■ **Belirtilen Hedef 1**:
Eski arkadaşlarla Çeşme'ye yapılan geziyi anlatan metni hiçbir değişiklik yapmadan baştan sona yaz.

■ **Metin Parçası**:
Neşeliydim, eski günlerdeki gibi bir aradaydık işte! Esprileri salvolar halinde çevreme savuruyor, ama beklediğim kahkahaları kah alıyor, kah alamıyordum; kahkahalar sanki ‘pause’ tuşuna basılmış gibi birden kesiliyordu. Bir şeyler yolunda gitmiyordu ama ne?.. Çeşme’ye vardık. Güzelim Çeşme, cam gibi net görüntüsü, iyonların o müthiş sihirli karışımından oluşan havasıyla ciğerlerimizi doldurdu. Ne hoş bir karşılaşma! Hemen eski günlerdeki gibi, fotoğraflar çekmeye başladım, amacım bu güzel bir araya gelmeyi ve Çeşme’nin nefis görüntülerini aynı karelere yerleştirmekti, ama o da ne? Sanki ben hiç tanımadığım insanların fotoğraflarını çekiyordum, birden herkesin fotoğraf karelerinden kaçmaya çalıştığını fark ettim. Yüzler isteksizce kasılıyordu ben her deklanşöre bastığımda. Birden anladım, eski arkadaşlar bir aradaydık, ama kimse eskisi gibi değildi...

■ **Belirtilen Hedef 2**:
Aşağıdaki kayıtlardan "white" kelimesini içeren bütün satırları derle. Büyük ve küçük harf ayrımına dikkat et.

■ **Sağlanan Malzeme**:
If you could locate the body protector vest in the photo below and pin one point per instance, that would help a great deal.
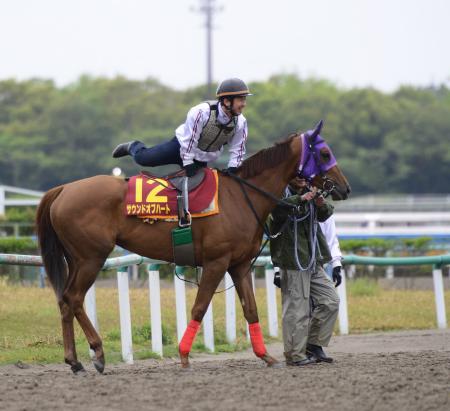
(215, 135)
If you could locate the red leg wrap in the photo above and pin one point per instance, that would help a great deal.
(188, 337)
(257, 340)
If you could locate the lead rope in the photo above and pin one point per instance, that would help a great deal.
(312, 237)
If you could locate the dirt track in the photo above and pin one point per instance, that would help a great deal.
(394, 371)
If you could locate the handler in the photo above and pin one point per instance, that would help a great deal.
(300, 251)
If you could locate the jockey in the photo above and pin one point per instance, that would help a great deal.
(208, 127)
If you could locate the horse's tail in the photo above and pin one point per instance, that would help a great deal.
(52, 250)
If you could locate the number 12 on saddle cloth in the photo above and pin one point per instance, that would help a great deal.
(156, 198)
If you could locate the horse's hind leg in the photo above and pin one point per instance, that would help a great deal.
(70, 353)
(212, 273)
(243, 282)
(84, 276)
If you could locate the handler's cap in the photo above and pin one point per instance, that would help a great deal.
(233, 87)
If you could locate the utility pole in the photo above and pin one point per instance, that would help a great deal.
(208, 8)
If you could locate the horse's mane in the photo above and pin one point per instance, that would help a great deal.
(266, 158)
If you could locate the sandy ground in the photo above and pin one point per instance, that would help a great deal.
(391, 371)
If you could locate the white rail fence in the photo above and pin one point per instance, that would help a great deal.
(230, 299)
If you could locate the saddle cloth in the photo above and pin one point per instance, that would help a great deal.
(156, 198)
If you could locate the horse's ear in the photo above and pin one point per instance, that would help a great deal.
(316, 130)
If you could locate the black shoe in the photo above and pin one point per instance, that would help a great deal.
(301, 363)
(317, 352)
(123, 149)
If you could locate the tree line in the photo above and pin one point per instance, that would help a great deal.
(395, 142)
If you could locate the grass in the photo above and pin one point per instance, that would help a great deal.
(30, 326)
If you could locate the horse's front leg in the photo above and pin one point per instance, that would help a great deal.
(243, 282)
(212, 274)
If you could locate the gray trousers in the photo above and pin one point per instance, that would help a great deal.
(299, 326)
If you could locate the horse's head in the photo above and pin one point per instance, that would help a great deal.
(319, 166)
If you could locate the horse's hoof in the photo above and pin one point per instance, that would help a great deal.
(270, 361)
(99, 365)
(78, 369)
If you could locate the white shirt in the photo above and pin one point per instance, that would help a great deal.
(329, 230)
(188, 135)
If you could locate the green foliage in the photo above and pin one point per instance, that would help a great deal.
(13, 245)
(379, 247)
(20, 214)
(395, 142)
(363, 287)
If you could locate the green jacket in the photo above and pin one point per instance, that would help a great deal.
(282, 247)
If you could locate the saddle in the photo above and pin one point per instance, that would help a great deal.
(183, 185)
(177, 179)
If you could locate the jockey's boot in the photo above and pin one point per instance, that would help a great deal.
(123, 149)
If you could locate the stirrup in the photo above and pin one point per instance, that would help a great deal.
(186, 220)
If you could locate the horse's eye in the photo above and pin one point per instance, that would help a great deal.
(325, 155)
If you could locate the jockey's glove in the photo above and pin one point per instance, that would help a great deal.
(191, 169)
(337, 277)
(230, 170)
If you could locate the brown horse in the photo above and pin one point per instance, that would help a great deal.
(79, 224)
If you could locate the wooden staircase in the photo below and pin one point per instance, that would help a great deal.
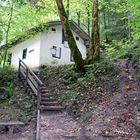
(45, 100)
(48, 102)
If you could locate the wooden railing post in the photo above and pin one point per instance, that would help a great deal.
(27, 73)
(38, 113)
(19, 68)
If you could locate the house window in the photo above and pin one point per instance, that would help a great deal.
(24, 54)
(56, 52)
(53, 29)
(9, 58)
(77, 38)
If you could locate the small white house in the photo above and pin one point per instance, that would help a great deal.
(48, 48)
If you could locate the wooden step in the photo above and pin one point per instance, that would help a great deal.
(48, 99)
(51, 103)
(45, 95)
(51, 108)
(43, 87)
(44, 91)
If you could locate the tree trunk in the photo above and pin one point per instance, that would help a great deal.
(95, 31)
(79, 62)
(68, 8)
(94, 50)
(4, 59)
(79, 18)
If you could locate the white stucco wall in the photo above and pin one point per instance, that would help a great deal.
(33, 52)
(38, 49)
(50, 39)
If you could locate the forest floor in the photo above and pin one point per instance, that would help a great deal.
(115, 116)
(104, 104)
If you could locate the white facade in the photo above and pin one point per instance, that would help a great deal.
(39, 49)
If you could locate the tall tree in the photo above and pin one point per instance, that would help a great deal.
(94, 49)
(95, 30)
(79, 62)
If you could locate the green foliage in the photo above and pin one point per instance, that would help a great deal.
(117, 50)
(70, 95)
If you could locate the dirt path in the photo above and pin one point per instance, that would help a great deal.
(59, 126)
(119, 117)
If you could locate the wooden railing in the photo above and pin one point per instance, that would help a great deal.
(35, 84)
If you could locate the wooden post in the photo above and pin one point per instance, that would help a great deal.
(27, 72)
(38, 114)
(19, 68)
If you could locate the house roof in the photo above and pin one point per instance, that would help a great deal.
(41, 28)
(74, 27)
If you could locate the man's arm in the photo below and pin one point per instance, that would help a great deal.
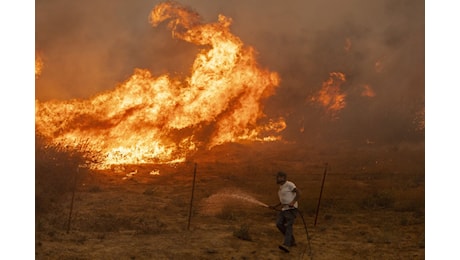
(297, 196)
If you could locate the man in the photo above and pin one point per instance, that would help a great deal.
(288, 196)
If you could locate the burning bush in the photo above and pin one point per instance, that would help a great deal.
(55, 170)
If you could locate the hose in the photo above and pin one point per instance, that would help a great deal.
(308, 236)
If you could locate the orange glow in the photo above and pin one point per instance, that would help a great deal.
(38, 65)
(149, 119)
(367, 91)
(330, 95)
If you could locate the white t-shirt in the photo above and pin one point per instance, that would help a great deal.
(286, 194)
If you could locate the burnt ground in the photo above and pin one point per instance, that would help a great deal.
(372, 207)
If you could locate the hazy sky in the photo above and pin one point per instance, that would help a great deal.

■ **Nihai Yanıt 1**:
Neşeliydim, eski günlerdeki gibi bir aradaydık işte! Esprileri salvolar halinde çevreme savuruyor, ama beklediğim kahkahaları kah alıyor, kah alamıyordum; kahkahalar sanki ‘pause’ tuşuna basılmış gibi birden kesiliyordu. Bir şeyler yolunda gitmiyordu ama ne?.. Çeşme’ye vardık. Güzelim Çeşme, cam gibi net görüntüsü, iyonların o müthiş sihirli karışımından oluşan havasıyla ciğerlerimizi doldurdu. Ne hoş bir karşılaşma! Hemen eski günlerdeki gibi, fotoğraflar çekmeye başladım, amacım bu güzel bir araya gelmeyi ve Çeşme’nin nefis görüntülerini aynı karelere yerleştirmekti, ama o da ne? Sanki ben hiç tanımadığım insanların fotoğraflarını çekiyordum, birden herkesin fotoğraf karelerinden kaçmaya çalıştığını fark ettim. Yüzler isteksizce kasılıyordu ben her deklanşöre bastığımda. Birden anladım, eski arkadaşlar bir aradaydık, ama kimse eskisi gibi değildi...

■ **Nihai Yanıt 2**:
If you could locate the white rail fence in the photo above and pin one point per instance, that would help a great deal.
If you could locate the white shirt in the photo above and pin one point per instance, that would help a great deal.
If you could locate the small white house in the photo above and pin one point per instance, that would help a great deal.
If you could locate the white stucco wall in the photo above and pin one point per instance, that would help a great deal.
If you could locate the white facade in the photo above and pin one point per instance, that would help a great deal.
If you could locate the white t-shirt in the photo above and pin one point per instance, that would help a great deal.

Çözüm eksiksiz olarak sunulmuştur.